* Metin bölümü *
Cezayir ekonomisini Fransız armatör cezalandırıyor
13 Kasım’da Fransız armatör CMA-CGM firması bir açıklama yaptı ve Cezayir limanlarına olan taşımaların fiyatlarını artırdı. 1 Aralıktan itibaren yeni zamlı taşıma fiyatları devreye alınacak
Bu kararı Cezayir'in soğuk savaş yaşadığı komşusu Fas'ın devlet medyası büyük mutluluk ile karşıladı ve Cezayir'in Fransa'ya karşı olan mesafeli tutumunun sonucunda Fransa'nın Cezayir ekonomisini cezalandırdığını yazdı. Misal Fas Devletine ait olan Maroc24 kanalı, yeni tarifeler ile Cezayir'in Fas ve Tunus gibi bölge ekonomilerine göre iki kat daha pahalı konteyner taşımacılığı tarifelere maruz bırakılacağını belirtti. Genel olarak gizli bir ekonomik yaptırım uygulandığı konusunda yorumcular hemfikir.

* Alıştırma A *
Metin bölümüne göre CMA-CGM firması Cezayir limanlarına yönelik taşıma fiyatlarıyla ilgili açıklamayı hangi tarihte yaptı?
* Alıştırma B *
Metin bölümünde adı geçen bütün ülkeleri sıralayın.
* Alıştırma C *
Metin bölümünde "Cezayir ekonomisini Fransız" ifadesinden başlayıp "konusunda yorumcular hemfikir." ifadesine kadar uzanan kısmın tamamını kelimesi kelimesine aktarın.

* Verilen malzeme *
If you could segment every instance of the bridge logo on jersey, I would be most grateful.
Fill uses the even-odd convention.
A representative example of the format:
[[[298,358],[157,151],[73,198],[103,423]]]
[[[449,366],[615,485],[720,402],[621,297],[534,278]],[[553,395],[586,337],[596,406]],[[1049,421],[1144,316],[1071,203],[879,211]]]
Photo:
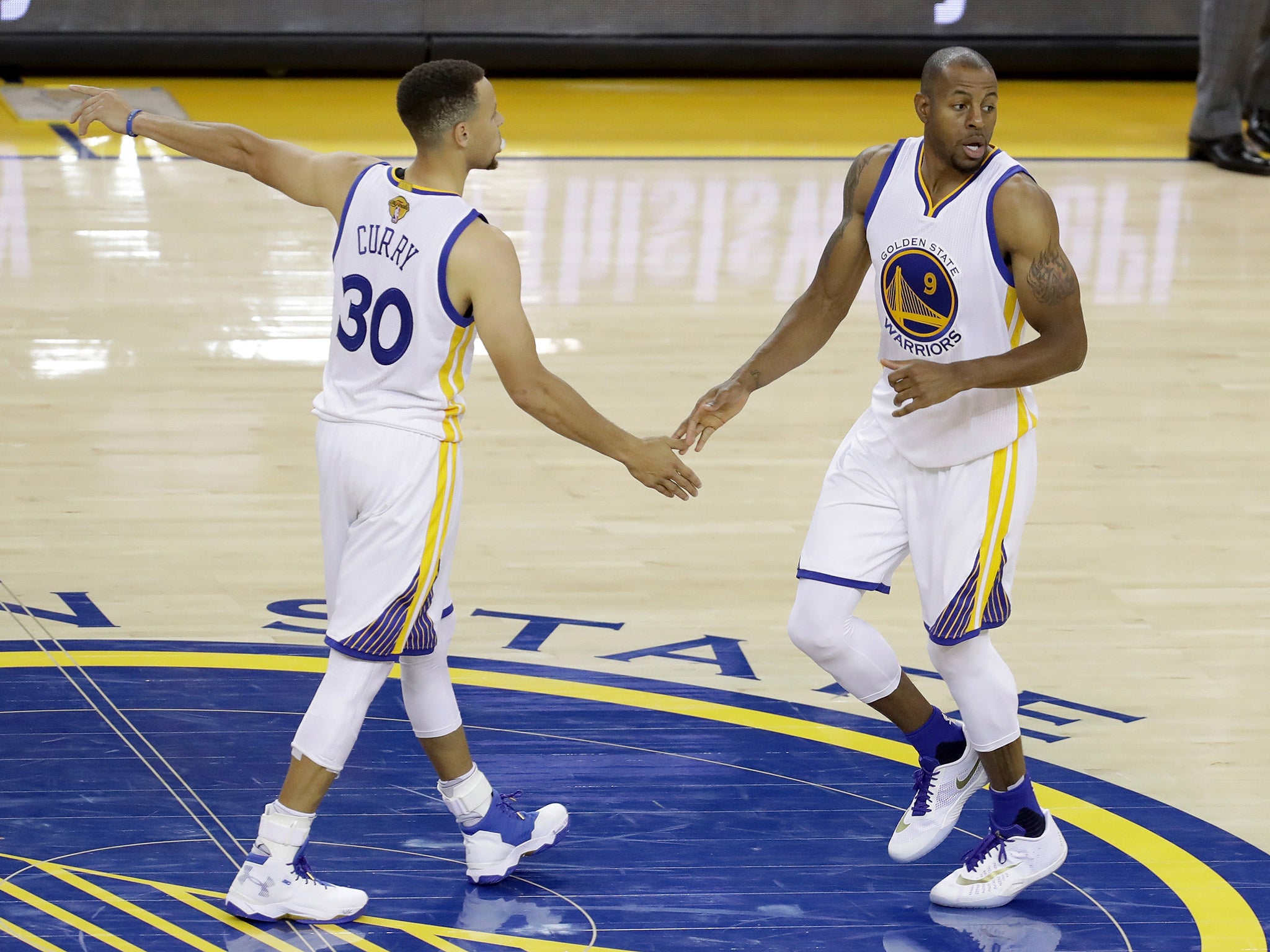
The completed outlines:
[[[906,248],[888,259],[881,293],[886,315],[908,340],[923,344],[940,340],[956,320],[952,275],[925,248]]]
[[[389,199],[389,217],[392,220],[394,225],[401,221],[409,211],[410,203],[401,198],[401,195],[395,195]]]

* Yazılı yanıt A *
CMA-CGM firması açıklamayı 13 Kasım'da yaptı.

* Yazılı yanıt B *
Metin bölümünde adı geçen ülkeler Cezayir, Fransa, Fas ve Tunus'tur.

* Yazılı yanıt C *
Cezayir ekonomisini Fransız armatör cezalandırıyor
13 Kasım’da Fransız armatör CMA-CGM firması bir açıklama yaptı ve Cezayir limanlarına olan taşımaların fiyatlarını artırdı. 1 Aralıktan itibaren yeni zamlı taşıma fiyatları devreye alınacak
Bu kararı Cezayir'in soğuk savaş yaşadığı komşusu Fas'ın devlet medyası büyük mutluluk ile karşıladı ve Cezayir'in Fransa'ya karşı olan mesafeli tutumunun sonucunda Fransa'nın Cezayir ekonomisini cezalandırdığını yazdı. Misal Fas Devletine ait olan Maroc24 kanalı, yeni tarifeler ile Cezayir'in Fas ve Tunus gibi bölge ekonomilerine göre iki kat daha pahalı konteyner taşımacılığı tarifelere maruz bırakılacağını belirtti. Genel olarak gizli bir ekonomik yaptırım uygulandığı konusunda yorumcular hemfikir.